■ **Assignment**
Output the complete listing. Match it exactly.

■ **Material for this exercise**

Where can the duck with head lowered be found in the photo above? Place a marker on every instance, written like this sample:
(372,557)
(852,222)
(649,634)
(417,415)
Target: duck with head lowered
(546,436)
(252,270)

■ **Written response**
Where can the duck with head lowered be found in the photo above? Place a marker on every instance, written like this sample:
(372,557)
(852,222)
(649,634)
(417,415)
Target: duck with head lowered
(546,436)
(252,270)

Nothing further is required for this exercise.